### Extrait
▶
Changements climatiques : l’équilibre fragile de l’extrême Nord

Durant les dernières années, voire les derniers mois, différents phénomènes météorologiques inusités – que ce soit par leur force ou leur manifestation plus fréquente qu’à l’accoutumée – se sont produits. Que ce soit les tornades, les crues printanières, les canicules à répétition ou les trop nombreuses périodes de gel-dégel, tout le monde est affecté à divers degrés. Et ça, c’est juste pour le Québec. Ou plutôt, juste pour la partie la plus au sud du Québec.

Par Alexandra L., Alternative Socialiste (CIO-Québec)

L’extrême Nord canadien est pourtant un écosystème fragile dont nous dépendons toutes et tous. L’Inuit Nunangat est cette partie de l’Arctique canadien qui est composée de 51 collectivités réparties sur 4 territoires : l’Inuvialuit, le Nunavut, le Nunavik et le Nunatsiavut. Le mot inuit Nunangat sert à désigner la terre, l’eau et la glace. Les Inuits considèrent que leur terre natale fait partie intégrante de leur culture et de leur mode de vie.

Un équilibre fragile

Selon certaines sources, on évalue que dans un peu plus de 10 ans, la température annuelle moyenne du Nunangat sera proche de 2°C. La température annuelle moyenne est actuellement de -4,4°C à Kuujjuarapik. Le réchauffement climatique fait fondre des glaces éternelles causant une augmentation du niveau de la mer. Aujourd’hui, pas loin de 40% de la couverture de glace de mer a pratiquement disparu dans le Nunangat.
◀
Bloc de données
▶
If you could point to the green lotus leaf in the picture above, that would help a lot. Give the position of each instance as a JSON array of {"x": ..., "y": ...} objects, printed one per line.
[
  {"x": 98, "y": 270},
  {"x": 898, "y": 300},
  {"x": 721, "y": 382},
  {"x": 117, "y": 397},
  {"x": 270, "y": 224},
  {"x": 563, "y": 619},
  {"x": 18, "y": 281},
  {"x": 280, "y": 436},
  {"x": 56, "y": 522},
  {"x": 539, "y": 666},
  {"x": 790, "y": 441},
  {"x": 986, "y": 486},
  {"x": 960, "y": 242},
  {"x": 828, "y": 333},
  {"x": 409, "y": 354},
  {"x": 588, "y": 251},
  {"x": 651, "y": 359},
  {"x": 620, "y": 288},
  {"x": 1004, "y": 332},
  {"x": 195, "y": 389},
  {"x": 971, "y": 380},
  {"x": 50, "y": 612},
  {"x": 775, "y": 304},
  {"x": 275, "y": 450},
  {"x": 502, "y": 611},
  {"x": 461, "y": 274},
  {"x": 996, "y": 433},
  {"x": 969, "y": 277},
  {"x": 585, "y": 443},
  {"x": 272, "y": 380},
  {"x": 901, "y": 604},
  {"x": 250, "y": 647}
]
◀
### Consignes des exercices
1. D'après l'extrait, combien de collectivités composent l'Inuit Nunangat ?
2. Actualisez l'ensemble des enregistrements en remplaçant « green lotus leaf » par « floating lotus leaf ». Le reste doit demeurer identique.

### Corrigé des exercices
1. Il compte 51 collectivités, réparties sur 4 territoires.

2.
If you could point to the floating lotus leaf in the picture above, that would help a lot. Give the position of each instance as a JSON array of {"x": ..., "y": ...} objects, printed one per line.
[
  {"x": 98, "y": 270},
  {"x": 898, "y": 300},
  {"x": 721, "y": 382},
  {"x": 117, "y": 397},
  {"x": 270, "y": 224},
  {"x": 563, "y": 619},
  {"x": 18, "y": 281},
  {"x": 280, "y": 436},
  {"x": 56, "y": 522},
  {"x": 539, "y": 666},
  {"x": 790, "y": 441},
  {"x": 986, "y": 486},
  {"x": 960, "y": 242},
  {"x": 828, "y": 333},
  {"x": 409, "y": 354},
  {"x": 588, "y": 251},
  {"x": 651, "y": 359},
  {"x": 620, "y": 288},
  {"x": 1004, "y": 332},
  {"x": 195, "y": 389},
  {"x": 971, "y": 380},
  {"x": 50, "y": 612},
  {"x": 775, "y": 304},
  {"x": 275, "y": 450},
  {"x": 502, "y": 611},
  {"x": 461, "y": 274},
  {"x": 996, "y": 433},
  {"x": 969, "y": 277},
  {"x": 585, "y": 443},
  {"x": 272, "y": 380},
  {"x": 901, "y": 604},
  {"x": 250, "y": 647}
]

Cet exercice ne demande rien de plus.